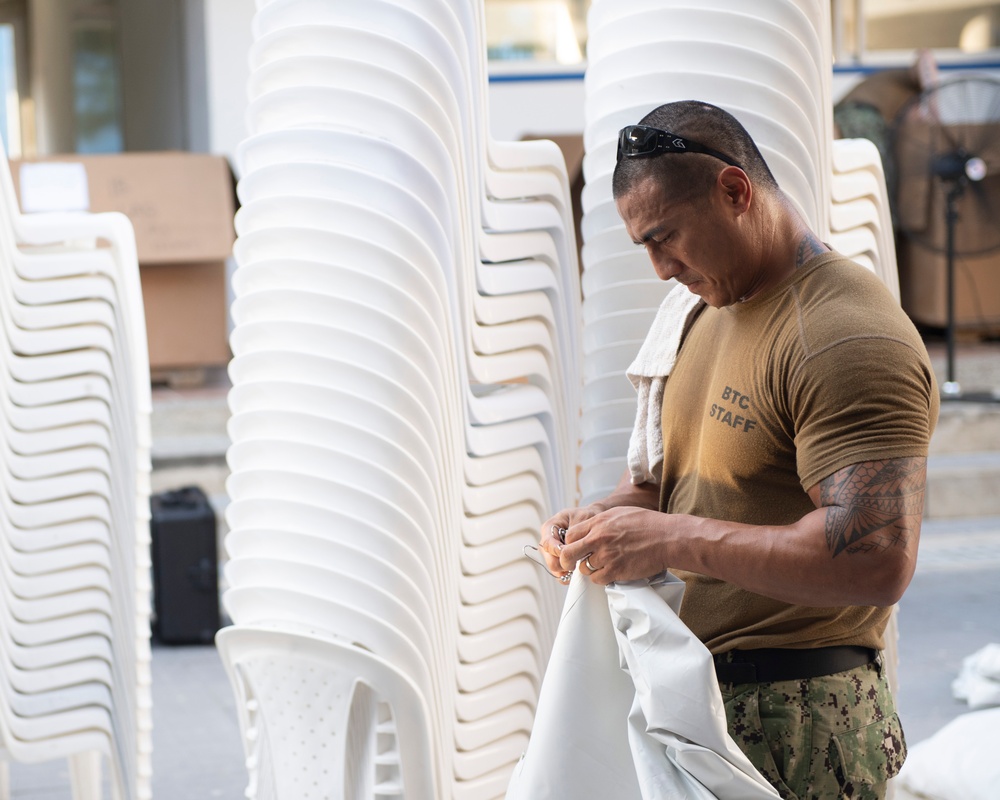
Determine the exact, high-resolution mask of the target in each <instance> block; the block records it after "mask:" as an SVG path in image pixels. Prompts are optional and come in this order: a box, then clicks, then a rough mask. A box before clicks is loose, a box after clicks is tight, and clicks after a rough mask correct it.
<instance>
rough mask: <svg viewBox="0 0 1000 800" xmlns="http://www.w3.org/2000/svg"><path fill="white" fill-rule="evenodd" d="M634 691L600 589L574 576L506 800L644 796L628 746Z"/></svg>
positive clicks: (600, 588) (514, 770) (613, 797)
mask: <svg viewBox="0 0 1000 800" xmlns="http://www.w3.org/2000/svg"><path fill="white" fill-rule="evenodd" d="M634 695H635V690H634V689H633V688H632V681H630V680H629V677H628V675H626V674H625V673H624V672H622V671H621V669H620V668H619V666H618V648H617V646H616V645H615V632H614V628H613V627H612V625H611V616H610V614H609V613H608V601H607V597H606V595H605V594H604V591H603V590H602V589H601V587H600V586H597V585H596V584H594V583H591V582H590V580H588V579H587V578H585V577H584V576H583V574H582V573H581V572H580V571H579V570H577V571H576V572H574V573H573V579H572V581H570V585H569V591H568V592H567V594H566V604H565V605H564V606H563V613H562V618H561V619H560V620H559V628H558V629H557V630H556V638H555V642H554V643H553V645H552V655H551V656H550V657H549V663H548V666H547V667H546V670H545V677H544V678H543V679H542V688H541V691H540V693H539V696H538V708H537V710H536V711H535V721H534V724H533V725H532V729H531V738H530V740H529V741H528V749H527V751H526V752H525V754H524V755H523V756H522V757H521V760H520V761H519V762H518V764H517V766H516V767H515V768H514V775H513V777H512V779H511V782H510V785H509V787H508V789H507V798H506V800H547V799H548V798H552V800H563V799H564V798H585V797H608V798H611V797H613V798H615V800H638V798H640V797H641V796H642V795H641V794H640V792H639V785H638V783H637V781H636V776H635V768H634V767H633V766H632V758H631V754H630V751H629V742H628V733H627V726H628V715H629V708H630V707H631V705H632V698H633V696H634Z"/></svg>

• • • • • • •

> [TASK TO COMPLETE] Restate the whole listing above exactly, please, omitting every image.

> [OUTPUT OF THE TASK]
Determine the exact, high-resolution mask of the target in each <instance> block; the block records it after "mask:" as an SVG path in image pixels. Prompts are optional and come in this order: a box, then clicks, then a rough mask. A box before clicks is loose, a box after clicks is tight, and clicks after a rough mask correct it.
<instance>
rough mask: <svg viewBox="0 0 1000 800" xmlns="http://www.w3.org/2000/svg"><path fill="white" fill-rule="evenodd" d="M634 691L600 589L574 576L506 800L644 796L628 746Z"/></svg>
positive clicks: (600, 588) (514, 770) (613, 797)
mask: <svg viewBox="0 0 1000 800" xmlns="http://www.w3.org/2000/svg"><path fill="white" fill-rule="evenodd" d="M634 695H635V690H634V689H633V688H632V681H630V680H629V677H628V675H626V674H625V673H624V672H622V671H621V669H620V668H619V666H618V648H617V646H616V645H615V632H614V628H613V627H612V625H611V616H610V614H609V613H608V601H607V597H606V595H605V594H604V591H603V590H602V589H601V587H600V586H597V585H596V584H594V583H591V582H590V580H588V579H587V578H585V577H584V576H583V574H582V573H581V572H580V571H579V570H577V571H576V572H574V573H573V579H572V581H570V585H569V591H568V592H567V594H566V604H565V605H564V606H563V613H562V618H561V619H560V620H559V628H558V629H557V630H556V638H555V642H554V643H553V645H552V655H551V656H550V657H549V663H548V666H547V667H546V670H545V677H544V678H543V679H542V688H541V691H540V693H539V696H538V708H537V710H536V711H535V721H534V724H533V725H532V729H531V738H530V740H529V741H528V749H527V751H526V752H525V754H524V755H523V756H522V757H521V760H520V761H519V762H518V764H517V766H516V767H515V768H514V775H513V777H512V779H511V782H510V785H509V787H508V789H507V798H506V800H547V799H548V798H552V800H563V799H564V798H585V797H608V798H611V797H613V798H615V800H638V798H640V797H641V796H642V795H641V794H640V792H639V785H638V783H637V781H636V776H635V768H634V767H633V766H632V758H631V754H630V751H629V742H628V733H627V726H628V715H629V708H630V707H631V705H632V698H633V696H634Z"/></svg>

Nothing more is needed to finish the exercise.